▶ _What is expected_: Could you quote the lines below word for word, from the line with "instance of the ear" up to and including the line with "of the braided"?

** Begin Records to use **

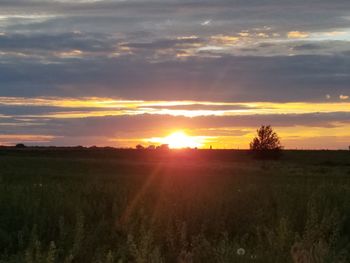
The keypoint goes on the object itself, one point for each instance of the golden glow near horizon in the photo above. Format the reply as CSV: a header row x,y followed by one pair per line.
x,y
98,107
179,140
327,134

** End Records to use **
** Begin Records to use **

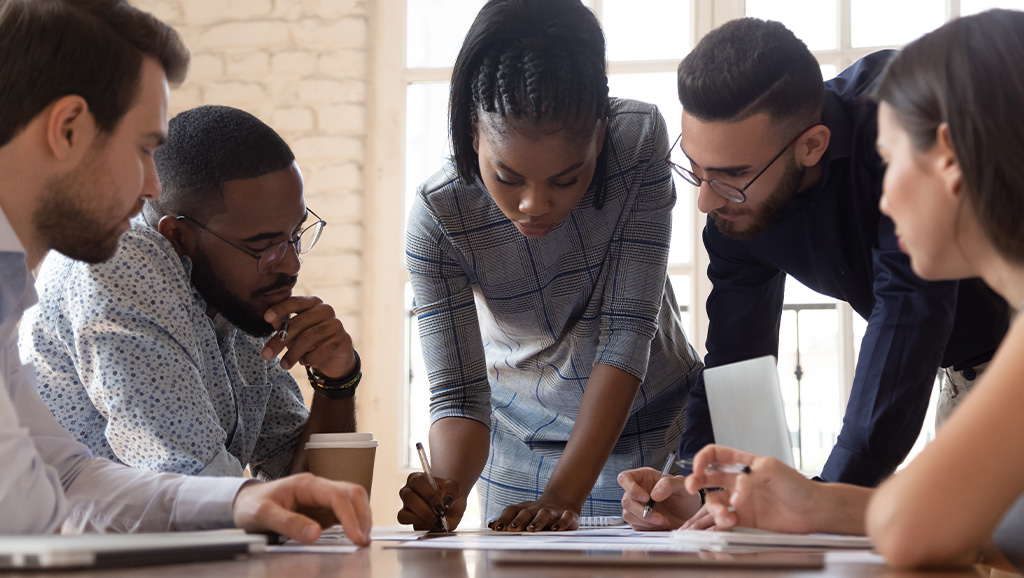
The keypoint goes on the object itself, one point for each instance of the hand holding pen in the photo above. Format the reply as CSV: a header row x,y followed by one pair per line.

** End Records to use **
** Begin Records to use **

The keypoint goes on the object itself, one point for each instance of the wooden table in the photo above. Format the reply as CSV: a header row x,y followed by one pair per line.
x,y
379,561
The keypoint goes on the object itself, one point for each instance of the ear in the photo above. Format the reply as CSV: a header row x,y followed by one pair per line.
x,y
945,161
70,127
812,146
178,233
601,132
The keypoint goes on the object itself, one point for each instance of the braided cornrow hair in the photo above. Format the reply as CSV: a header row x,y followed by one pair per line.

** End Records to use **

▶ _The output_:
The keypoint goes on the object itself, one point for each instance of the ear in the photo above. Format the reply as CSV: a header row x,y followed by one pair per line.
x,y
945,161
70,127
812,146
178,233
601,132
The keypoint goes on the object itself, one point for each instance of the braided cornrow hair in the photo above. Format the reply as CSV: a header row x,y followed by one pair per line.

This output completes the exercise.